### ARTICLE
━━━━━━━━━━━━━━━━━━━━━━━━━━━━━━

Faites connaître au général Marmont que, si les Monténégrins se tiennent sages, je ne veux qu’occuper le pays; mais que, le moindrement qu’ils se comporteront mal, je veux leur donner une bonne leçon.

Ne faites pas partir mes frégates, parce que je ne veux point les exposer; faites partir des bricks, et que, quatre jours après la réception de la présente lettre, toutes vos expéditions soient parties pour Raguse. Si le blé est à meilleur marché à Ancône, faites-y acheter dix mille quintaux de blé que vous ferez partir de là pour Cattaro, sous pavillon francais, mais en donnant pour instructions aux bâtiments de bien éviter les croisières anglaises. Il est très-probable que l’on ne sera pas maître de l’Adriatique plus de quinze jours.

Stagno me paraît le point dominant où il est important que j’établisse des fortifications; il faut qu’elles coupent la presqu’île de Sabioncello, de manière que, moyennant les fortifications établies à l’isthme, cette presqu’île soit tout entière à moi; car, si les ennemis s’emparaient de cette presqu’île, toutes mes communications seraient coupées avec les bouches de Cattaro.

Vous m’enverrez le rapport de l’officier du génie; il pourrait aller par mer. Il rapportera le plan de Raguse, que Lauriston aura eu temps de faire faire ou de recueillir pendant le temps qu’il y aura été.

 

Saint-Cloud, 21 juillet 1806

Au maréchal Brune, commandant en chef le 1er corps de réserve, au camp de Boulogne

J’ai reçu votre lettre du 19 juillet. Je vois avec peine que le secrétaire interprète russe soit débarqué à Calais sans mes ordres. Prendre des mesures pour que cela n’arrive plus. Mon intention est de ne laisser passer que les courriers anglais dirigés à lord Yarmouth et envoyés par lui; mais le passe-port de M. de Starhemberg devait d’autant moins servir à violer la consigne, que cet ambassadeur lui-même se serait présenté qu’il n’eût pas dû être reçu. Prenez des mesures avec le contre-amiral Lacrosse pour que ce principe soit rétabli dans toute sa sévérité.

━━━━━━━━━━━━━━━━━━━━━━━━━━━━━━

### ENTRÉES FOURNIES
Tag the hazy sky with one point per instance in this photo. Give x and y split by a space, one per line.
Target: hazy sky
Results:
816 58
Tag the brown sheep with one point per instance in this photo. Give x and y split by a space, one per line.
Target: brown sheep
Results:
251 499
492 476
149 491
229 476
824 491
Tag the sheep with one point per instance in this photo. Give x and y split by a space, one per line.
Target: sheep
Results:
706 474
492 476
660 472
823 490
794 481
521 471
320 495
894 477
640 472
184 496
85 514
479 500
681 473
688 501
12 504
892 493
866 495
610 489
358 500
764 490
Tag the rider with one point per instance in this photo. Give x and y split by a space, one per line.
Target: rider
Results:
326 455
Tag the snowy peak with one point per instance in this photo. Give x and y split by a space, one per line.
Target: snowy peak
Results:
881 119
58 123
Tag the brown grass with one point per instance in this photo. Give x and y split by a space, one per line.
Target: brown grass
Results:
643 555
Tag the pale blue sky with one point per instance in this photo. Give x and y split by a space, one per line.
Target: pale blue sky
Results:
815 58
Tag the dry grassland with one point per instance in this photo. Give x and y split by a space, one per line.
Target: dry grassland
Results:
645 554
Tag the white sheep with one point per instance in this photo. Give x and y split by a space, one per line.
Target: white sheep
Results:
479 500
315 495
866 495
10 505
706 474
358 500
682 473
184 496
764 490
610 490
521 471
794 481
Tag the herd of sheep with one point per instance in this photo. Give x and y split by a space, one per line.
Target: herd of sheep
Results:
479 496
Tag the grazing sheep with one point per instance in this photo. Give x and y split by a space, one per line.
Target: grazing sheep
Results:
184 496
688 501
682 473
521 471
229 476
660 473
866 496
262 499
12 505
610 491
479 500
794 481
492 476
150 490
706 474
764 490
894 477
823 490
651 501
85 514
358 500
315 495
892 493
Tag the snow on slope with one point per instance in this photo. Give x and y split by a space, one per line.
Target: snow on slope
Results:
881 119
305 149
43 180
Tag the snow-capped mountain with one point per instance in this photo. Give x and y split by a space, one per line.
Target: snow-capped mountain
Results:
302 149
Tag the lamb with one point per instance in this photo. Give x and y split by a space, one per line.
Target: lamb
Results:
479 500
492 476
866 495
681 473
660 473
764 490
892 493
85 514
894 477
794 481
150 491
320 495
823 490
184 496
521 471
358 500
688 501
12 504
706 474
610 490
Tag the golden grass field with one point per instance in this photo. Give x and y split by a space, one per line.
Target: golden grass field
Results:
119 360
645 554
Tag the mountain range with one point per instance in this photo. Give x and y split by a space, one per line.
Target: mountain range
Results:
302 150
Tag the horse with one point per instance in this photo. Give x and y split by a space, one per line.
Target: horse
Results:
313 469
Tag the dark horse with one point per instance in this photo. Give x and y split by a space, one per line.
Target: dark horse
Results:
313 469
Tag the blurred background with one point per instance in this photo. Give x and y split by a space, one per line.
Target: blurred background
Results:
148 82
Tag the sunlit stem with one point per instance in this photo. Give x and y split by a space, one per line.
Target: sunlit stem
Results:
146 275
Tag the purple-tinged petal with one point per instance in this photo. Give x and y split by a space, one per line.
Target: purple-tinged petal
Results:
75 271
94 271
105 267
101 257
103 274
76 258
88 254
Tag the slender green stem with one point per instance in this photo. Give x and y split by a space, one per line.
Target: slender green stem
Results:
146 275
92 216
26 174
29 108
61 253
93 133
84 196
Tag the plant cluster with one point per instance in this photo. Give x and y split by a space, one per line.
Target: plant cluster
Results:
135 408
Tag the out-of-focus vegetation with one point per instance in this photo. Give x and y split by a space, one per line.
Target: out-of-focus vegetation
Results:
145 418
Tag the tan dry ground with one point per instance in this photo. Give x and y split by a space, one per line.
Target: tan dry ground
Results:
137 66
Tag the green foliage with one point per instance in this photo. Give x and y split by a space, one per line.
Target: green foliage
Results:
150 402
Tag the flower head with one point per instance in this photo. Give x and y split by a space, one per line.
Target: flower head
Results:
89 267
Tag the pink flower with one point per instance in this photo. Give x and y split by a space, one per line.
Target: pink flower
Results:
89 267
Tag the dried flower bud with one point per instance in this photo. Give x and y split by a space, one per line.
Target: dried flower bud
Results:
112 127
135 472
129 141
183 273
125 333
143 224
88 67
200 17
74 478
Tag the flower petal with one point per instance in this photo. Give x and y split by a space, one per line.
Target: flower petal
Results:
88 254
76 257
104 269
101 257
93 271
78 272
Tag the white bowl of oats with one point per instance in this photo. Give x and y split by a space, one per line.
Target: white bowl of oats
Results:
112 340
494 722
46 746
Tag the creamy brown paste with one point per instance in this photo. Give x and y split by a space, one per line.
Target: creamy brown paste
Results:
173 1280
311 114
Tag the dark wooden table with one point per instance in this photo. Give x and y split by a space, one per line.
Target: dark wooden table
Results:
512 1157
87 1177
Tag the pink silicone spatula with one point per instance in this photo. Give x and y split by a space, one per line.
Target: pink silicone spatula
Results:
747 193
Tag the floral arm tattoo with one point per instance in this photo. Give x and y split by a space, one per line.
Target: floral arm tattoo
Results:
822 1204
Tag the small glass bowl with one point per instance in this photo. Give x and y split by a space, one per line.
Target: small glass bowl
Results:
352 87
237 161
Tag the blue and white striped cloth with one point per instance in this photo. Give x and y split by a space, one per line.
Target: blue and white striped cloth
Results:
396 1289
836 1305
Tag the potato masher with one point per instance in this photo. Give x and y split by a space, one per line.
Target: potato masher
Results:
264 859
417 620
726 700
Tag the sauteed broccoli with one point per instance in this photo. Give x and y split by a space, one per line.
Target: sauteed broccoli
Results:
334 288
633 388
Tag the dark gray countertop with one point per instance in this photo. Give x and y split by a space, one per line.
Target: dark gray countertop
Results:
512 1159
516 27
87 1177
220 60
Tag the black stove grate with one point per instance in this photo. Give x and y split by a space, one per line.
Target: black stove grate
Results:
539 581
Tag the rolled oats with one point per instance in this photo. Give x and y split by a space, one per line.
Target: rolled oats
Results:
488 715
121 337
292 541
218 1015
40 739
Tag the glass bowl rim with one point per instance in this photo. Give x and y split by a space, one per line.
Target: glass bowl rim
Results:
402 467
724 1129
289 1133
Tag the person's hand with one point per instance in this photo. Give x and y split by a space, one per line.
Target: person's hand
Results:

━━━━━━━━━━━━━━━━━━━━━━━━━━━━━━

### ÉNONCÉ 1
Traduisez en anglais la phrase suivante de l'article : « Il est très-probable que l’on ne sera pas maître de l’Adriatique plus de quinze jours. »
### ÉNONCÉ 2
Reproduisez mot pour mot le passage de l'article situé entre « Au maréchal Brune, commandant » et « toute sa sévérité. », bornes incluses.
### ÉNONCÉ 3
Relevez toutes les personnes que l'article désigne par leur nom propre.
Les entrées proviennent d'une source distincte de l'article.

### RÉPONSE 1
It is very likely that one will not be master of the Adriatic for more than fifteen days.

### RÉPONSE 2
Au maréchal Brune, commandant en chef le 1er corps de réserve, au camp de Boulogne

J’ai reçu votre lettre du 19 juillet. Je vois avec peine que le secrétaire interprète russe soit débarqué à Calais sans mes ordres. Prendre des mesures pour que cela n’arrive plus. Mon intention est de ne laisser passer que les courriers anglais dirigés à lord Yarmouth et envoyés par lui; mais le passe-port de M. de Starhemberg devait d’autant moins servir à violer la consigne, que cet ambassadeur lui-même se serait présenté qu’il n’eût pas dû être reçu. Prenez des mesures avec le contre-amiral Lacrosse pour que ce principe soit rétabli dans toute sa sévérité.

### RÉPONSE 3
- le général Marmont
- Lauriston
- le maréchal Brune
- M. de Starhemberg
- lord Yarmouth
- le contre-amiral Lacrosse